→ Assignment
Could you return all of the entries below exactly, minus the pictures?

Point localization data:
● ● ●

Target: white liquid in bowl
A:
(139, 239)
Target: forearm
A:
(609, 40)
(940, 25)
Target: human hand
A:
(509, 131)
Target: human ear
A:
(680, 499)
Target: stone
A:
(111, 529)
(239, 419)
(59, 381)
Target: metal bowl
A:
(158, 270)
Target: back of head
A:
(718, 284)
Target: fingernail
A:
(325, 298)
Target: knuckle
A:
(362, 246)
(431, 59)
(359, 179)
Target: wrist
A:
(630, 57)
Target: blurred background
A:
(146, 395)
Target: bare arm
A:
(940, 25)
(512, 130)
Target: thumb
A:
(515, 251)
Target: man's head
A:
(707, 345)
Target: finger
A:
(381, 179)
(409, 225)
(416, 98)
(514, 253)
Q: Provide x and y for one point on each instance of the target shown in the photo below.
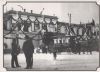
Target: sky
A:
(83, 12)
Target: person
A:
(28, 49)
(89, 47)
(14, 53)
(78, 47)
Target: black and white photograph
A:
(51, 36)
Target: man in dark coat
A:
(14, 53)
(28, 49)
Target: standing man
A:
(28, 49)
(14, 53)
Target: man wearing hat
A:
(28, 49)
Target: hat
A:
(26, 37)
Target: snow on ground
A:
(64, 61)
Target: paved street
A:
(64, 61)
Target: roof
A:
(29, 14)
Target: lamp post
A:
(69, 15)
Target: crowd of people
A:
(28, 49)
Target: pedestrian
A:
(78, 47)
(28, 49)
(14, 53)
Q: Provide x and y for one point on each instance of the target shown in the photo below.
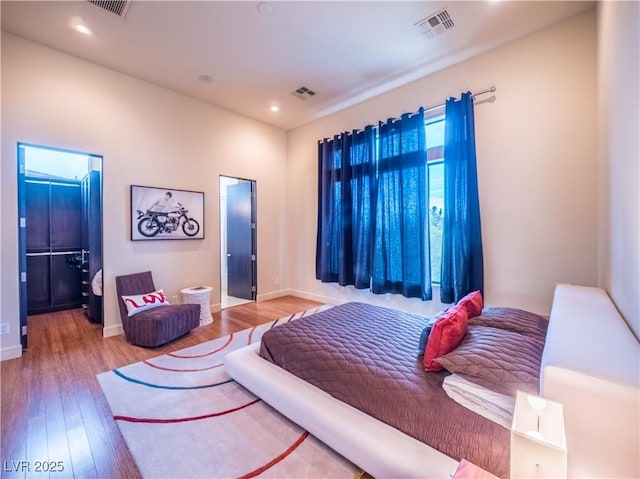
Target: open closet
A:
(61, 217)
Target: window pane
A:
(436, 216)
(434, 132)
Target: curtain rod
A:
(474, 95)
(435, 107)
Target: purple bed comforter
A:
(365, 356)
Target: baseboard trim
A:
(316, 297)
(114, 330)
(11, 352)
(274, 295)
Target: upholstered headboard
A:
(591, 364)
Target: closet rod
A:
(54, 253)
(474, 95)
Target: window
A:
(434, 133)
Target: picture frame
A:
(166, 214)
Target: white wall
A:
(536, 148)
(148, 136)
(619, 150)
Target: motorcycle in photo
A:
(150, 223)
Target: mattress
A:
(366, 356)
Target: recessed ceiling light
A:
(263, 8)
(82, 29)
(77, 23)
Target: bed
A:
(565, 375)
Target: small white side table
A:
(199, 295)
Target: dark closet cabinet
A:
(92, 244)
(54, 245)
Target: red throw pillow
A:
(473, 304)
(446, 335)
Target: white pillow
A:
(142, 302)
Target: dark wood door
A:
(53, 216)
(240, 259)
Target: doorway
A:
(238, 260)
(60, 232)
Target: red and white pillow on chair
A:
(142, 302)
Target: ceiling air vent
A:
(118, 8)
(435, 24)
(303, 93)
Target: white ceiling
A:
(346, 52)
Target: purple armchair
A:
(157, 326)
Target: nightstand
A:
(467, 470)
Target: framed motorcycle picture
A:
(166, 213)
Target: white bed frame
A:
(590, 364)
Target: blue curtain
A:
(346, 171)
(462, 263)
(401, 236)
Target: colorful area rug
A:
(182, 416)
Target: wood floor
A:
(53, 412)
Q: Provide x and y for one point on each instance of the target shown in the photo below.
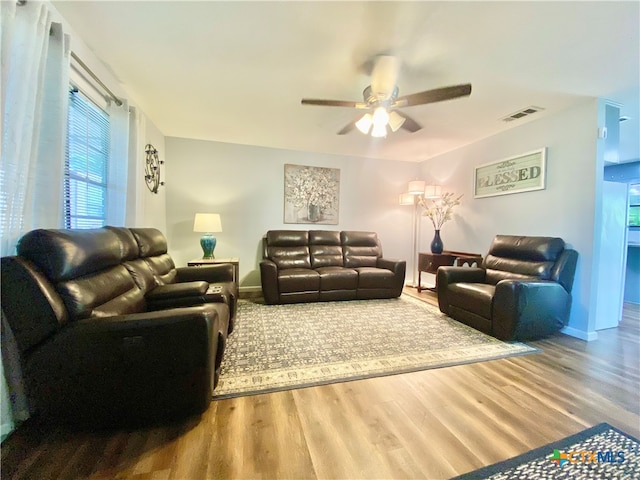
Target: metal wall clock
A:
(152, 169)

● ● ●

→ Response for this exercise
Target: white liquid in bowl
A:
(139, 239)
Target: forearm
A:
(609, 40)
(940, 25)
Target: human hand
A:
(509, 131)
Target: human ear
A:
(680, 499)
Target: stone
A:
(111, 529)
(239, 419)
(59, 381)
Target: metal bowl
A:
(158, 270)
Target: back of head
A:
(718, 284)
Target: fingernail
A:
(325, 298)
Target: knuckle
A:
(362, 246)
(431, 59)
(359, 179)
Target: wrist
A:
(630, 57)
Target: blurred background
A:
(146, 395)
Target: bare arm
A:
(940, 25)
(512, 130)
Target: thumb
A:
(515, 251)
Target: man's head
A:
(707, 345)
Target: finger
A:
(381, 179)
(409, 225)
(416, 98)
(514, 253)
Q: Provide x and y for one point on each instance of the target shown in the photo below.
Target: sky
A:
(83, 12)
Target: person
A:
(28, 49)
(89, 47)
(14, 53)
(78, 47)
Target: black and white photograph
A:
(51, 36)
Target: man in dark coat
A:
(14, 53)
(28, 49)
Target: standing man
A:
(28, 49)
(14, 53)
Target: man wearing hat
A:
(28, 49)
Target: hat
A:
(26, 37)
Target: snow on ground
A:
(64, 61)
Target: paved street
A:
(64, 61)
Target: roof
A:
(29, 14)
Target: lamp post
A:
(69, 15)
Target: crowd of people
A:
(28, 49)
Target: pedestrian
A:
(78, 47)
(28, 49)
(14, 53)
Q: Provide x and y for one point on each instance of the target shown in the photo below.
Target: open closet
A:
(61, 217)
Target: window pane
A:
(436, 216)
(434, 132)
Target: curtain rod
A:
(474, 95)
(435, 107)
Target: purple bed comforter
A:
(365, 356)
Target: baseboard trim
A:
(316, 297)
(114, 330)
(11, 352)
(274, 295)
Target: upholstered headboard
A:
(591, 364)
Target: closet rod
A:
(54, 253)
(474, 95)
Target: window
A:
(434, 133)
Target: picture frame
A:
(166, 214)
Target: white wall
A:
(536, 148)
(148, 136)
(619, 150)
Target: motorcycle in photo
A:
(150, 223)
Target: mattress
A:
(366, 356)
Target: recessed ceiling light
A:
(263, 8)
(82, 29)
(77, 23)
Target: bed
A:
(565, 375)
Target: small white side table
A:
(199, 295)
Target: dark closet cabinet
A:
(92, 244)
(54, 245)
Target: red throw pillow
A:
(473, 304)
(446, 335)
Target: white pillow
A:
(142, 302)
Target: dark wood door
A:
(53, 216)
(240, 259)
Target: doorway
A:
(238, 260)
(60, 232)
Target: red and white pillow on chair
A:
(142, 302)
Target: ceiling air vent
A:
(118, 8)
(435, 24)
(303, 93)
Target: white ceiling
A:
(346, 52)
Target: purple armchair
A:
(157, 326)
Target: nightstand
A:
(467, 470)
Target: framed motorcycle picture
A:
(166, 213)
Target: white bed frame
A:
(590, 364)
Target: blue curtain
A:
(346, 171)
(462, 263)
(401, 236)
Target: colorful area rug
A:
(182, 416)
Target: wood floor
A:
(53, 412)
Q: Provide x and y for one point on each instance of the target shown in the photo below.
Target: metal wall clock
A:
(152, 169)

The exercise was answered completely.